◆ Assignment ◆
Find the line with "note: each instance of the cat's" in the records below. Copy it and every line after it, up to and including the line with "Give the mask of each instance of the red".

▼

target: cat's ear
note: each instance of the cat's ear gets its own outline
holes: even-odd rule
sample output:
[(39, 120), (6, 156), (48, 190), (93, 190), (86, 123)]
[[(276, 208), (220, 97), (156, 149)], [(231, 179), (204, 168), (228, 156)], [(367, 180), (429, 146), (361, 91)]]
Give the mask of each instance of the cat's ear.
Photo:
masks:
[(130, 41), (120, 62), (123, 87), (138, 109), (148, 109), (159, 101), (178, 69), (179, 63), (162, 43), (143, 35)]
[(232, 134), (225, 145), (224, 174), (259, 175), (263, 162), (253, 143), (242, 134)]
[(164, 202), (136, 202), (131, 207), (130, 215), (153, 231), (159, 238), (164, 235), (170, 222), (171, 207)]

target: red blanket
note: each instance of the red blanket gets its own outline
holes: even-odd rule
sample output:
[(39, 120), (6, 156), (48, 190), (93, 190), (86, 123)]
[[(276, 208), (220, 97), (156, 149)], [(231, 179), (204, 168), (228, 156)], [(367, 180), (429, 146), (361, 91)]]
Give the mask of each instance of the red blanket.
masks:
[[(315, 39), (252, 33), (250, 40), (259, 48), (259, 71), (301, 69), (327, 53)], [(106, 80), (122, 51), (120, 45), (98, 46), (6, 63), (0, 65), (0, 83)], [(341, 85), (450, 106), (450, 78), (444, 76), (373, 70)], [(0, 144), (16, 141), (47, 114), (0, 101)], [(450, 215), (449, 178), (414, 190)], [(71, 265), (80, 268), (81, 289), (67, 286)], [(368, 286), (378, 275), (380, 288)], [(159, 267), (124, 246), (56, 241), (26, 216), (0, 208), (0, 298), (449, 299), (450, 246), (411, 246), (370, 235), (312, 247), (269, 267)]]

▲

◆ Task solution ◆
note: each instance of the cat's ear gets its own outline
holes: even-odd rule
sample output:
[(39, 120), (6, 156), (48, 190), (93, 190), (86, 123)]
[[(276, 208), (220, 97), (156, 149)], [(231, 179), (204, 168), (228, 156)], [(367, 180), (429, 146), (361, 91)]]
Give the mask of each instance of the cat's ear.
Photo:
masks:
[(130, 41), (120, 62), (123, 87), (138, 109), (148, 109), (159, 101), (178, 69), (179, 63), (162, 43), (143, 35)]
[(232, 134), (225, 145), (224, 174), (259, 175), (263, 162), (253, 143), (242, 134)]
[(164, 202), (136, 202), (131, 207), (130, 215), (153, 231), (159, 238), (164, 235), (170, 222), (171, 207)]

target: red blanket
note: each instance of the red blanket gets its own outline
holes: even-odd rule
sample output:
[(39, 120), (6, 156), (48, 190), (93, 190), (86, 123)]
[[(276, 208), (220, 97), (156, 149)], [(231, 179), (204, 168), (228, 156)], [(367, 180), (429, 146), (361, 91)]]
Give the mask of each instance of the red blanket.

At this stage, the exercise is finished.